Exercise description
Copy each command line in the items below verbatim, in order, with every output line beneath it. Omit the pictures.

══ Information shown

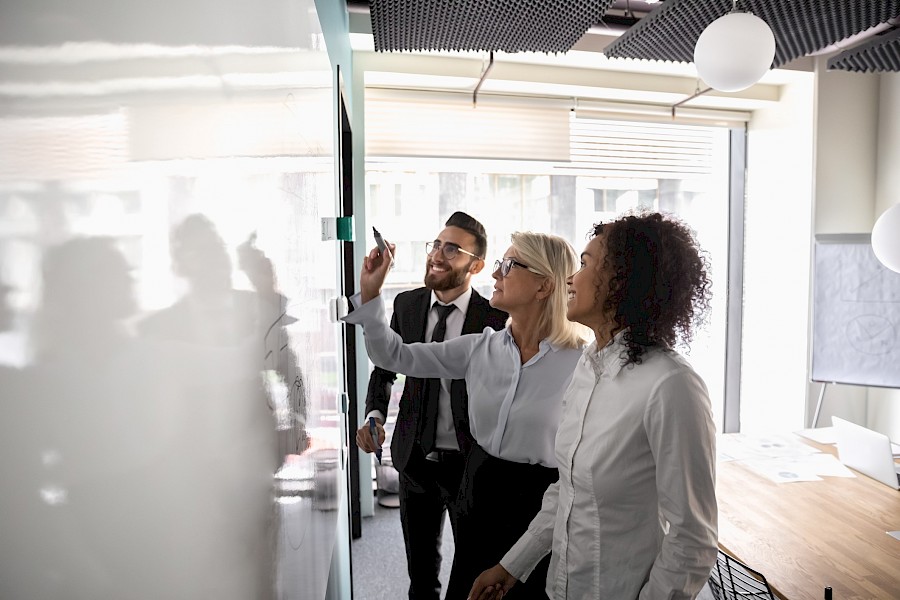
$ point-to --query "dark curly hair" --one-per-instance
(659, 284)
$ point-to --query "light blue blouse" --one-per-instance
(514, 409)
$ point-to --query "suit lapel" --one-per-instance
(474, 322)
(420, 316)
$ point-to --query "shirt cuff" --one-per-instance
(378, 415)
(524, 556)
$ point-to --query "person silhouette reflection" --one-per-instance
(214, 335)
(86, 441)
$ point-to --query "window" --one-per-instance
(615, 166)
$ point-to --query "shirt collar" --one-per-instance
(607, 360)
(461, 302)
(544, 346)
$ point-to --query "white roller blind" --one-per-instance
(646, 148)
(441, 124)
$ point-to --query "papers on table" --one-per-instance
(781, 458)
(823, 435)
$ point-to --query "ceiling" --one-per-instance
(658, 31)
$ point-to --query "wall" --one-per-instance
(884, 404)
(857, 150)
(169, 417)
(846, 150)
(778, 225)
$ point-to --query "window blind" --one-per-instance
(445, 124)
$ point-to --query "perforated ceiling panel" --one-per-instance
(879, 54)
(671, 30)
(481, 25)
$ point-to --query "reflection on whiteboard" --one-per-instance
(856, 314)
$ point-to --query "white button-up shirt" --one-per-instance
(634, 512)
(514, 409)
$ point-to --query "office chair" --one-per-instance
(731, 579)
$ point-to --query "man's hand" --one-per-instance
(492, 584)
(364, 437)
(374, 271)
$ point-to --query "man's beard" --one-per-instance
(453, 279)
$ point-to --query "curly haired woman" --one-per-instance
(633, 514)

════

Worked solution
$ point-to --query "dark curly hair" --one-per-instance
(659, 284)
$ point-to --query "light blue blouse" --one-per-instance
(514, 409)
$ point-to --query "suit lapel" --one-per-instance
(474, 322)
(420, 316)
$ point-to --query "shirt cuff" --one-per-instance
(378, 415)
(524, 556)
$ point-to --query "person silhouette reflection" --one-per-instance
(214, 335)
(86, 441)
$ point-to --query "window" --one-per-instance
(615, 166)
$ point-to --query "shirt collar" --one-per-instance
(607, 360)
(461, 302)
(544, 346)
$ point-to --query "white roller blind" --one-per-instance
(646, 148)
(441, 124)
$ point-to --query "papers on table" --one-per-instance
(781, 458)
(823, 435)
$ point-to --query "ceiling" --one-per-instance
(658, 31)
$ point-to --query "wall" --one-per-instance
(884, 404)
(857, 150)
(169, 417)
(846, 150)
(778, 225)
$ point-to --query "window blind" --one-per-instance
(445, 124)
$ point-to --query "perforated ceiling panel" --one-per-instance
(879, 54)
(671, 30)
(481, 25)
$ point-to --query "reflection on whiteboard" --one-per-instance
(856, 314)
$ point-to --query "white button-up shirt" --one-per-instance
(634, 512)
(514, 409)
$ point-to --query "office chair" --one-per-instance
(731, 579)
$ point-to --query "man's hand" --one-per-instance
(492, 584)
(364, 437)
(374, 271)
$ point-to --query "man's beard" --one-per-instance
(453, 279)
$ point-to --query "curly haired woman" --one-per-instance
(633, 514)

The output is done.